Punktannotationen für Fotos

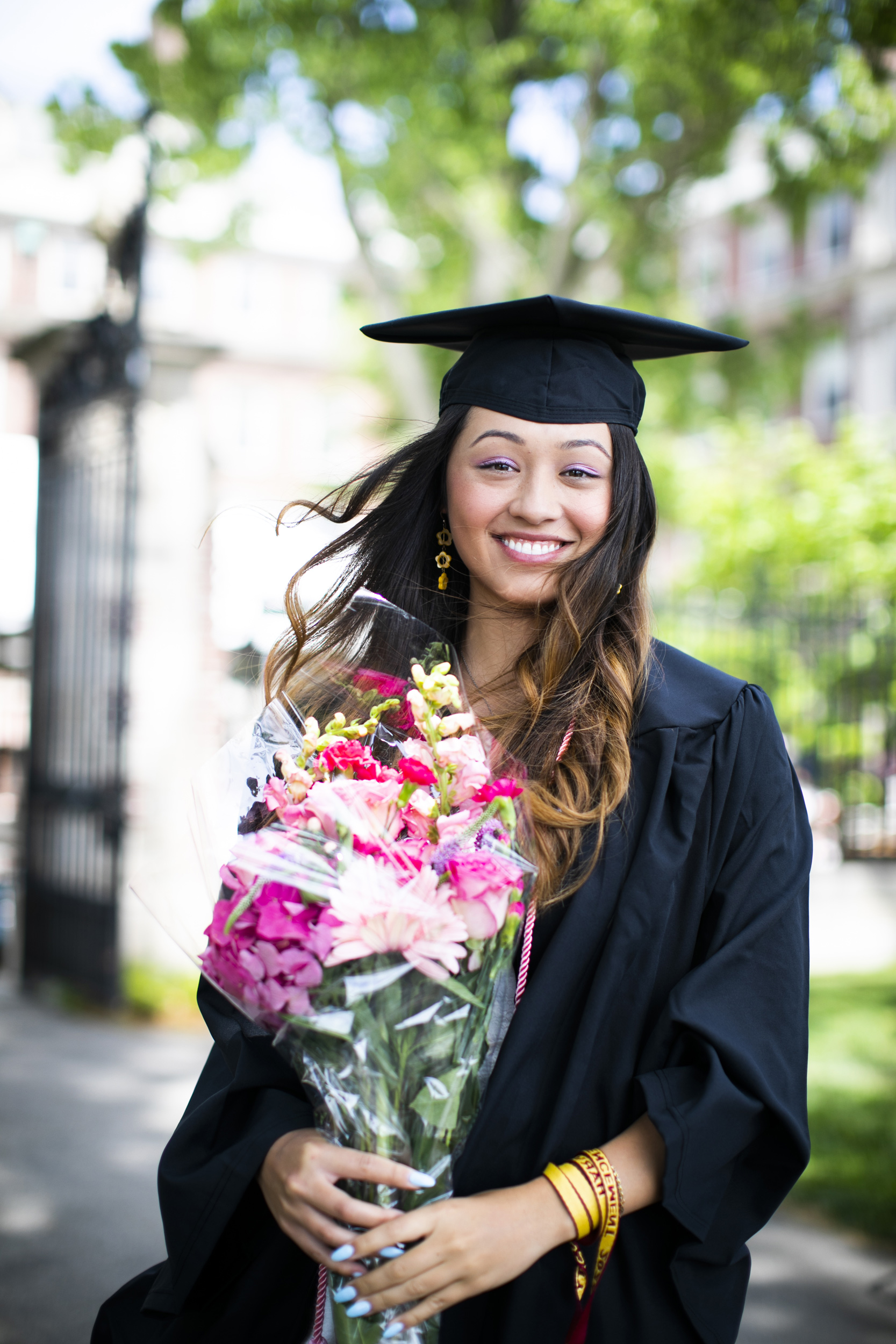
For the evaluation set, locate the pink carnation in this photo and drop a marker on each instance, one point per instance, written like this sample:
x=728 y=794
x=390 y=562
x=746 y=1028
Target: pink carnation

■ AUFGABENSTELLUNG:
Ändere in den Daten oben jedes „pink carnation“ zu „red carnation“ und gib alles Übrige unverändert wieder. Lass die Bilder bitte in deiner Antwort weg.

■ DIE LÖSUNG:
For the evaluation set, locate the red carnation in this photo and drop a marker on each instance, one point per instance, written like this sample:
x=728 y=794
x=390 y=562
x=746 y=1028
Target: red carnation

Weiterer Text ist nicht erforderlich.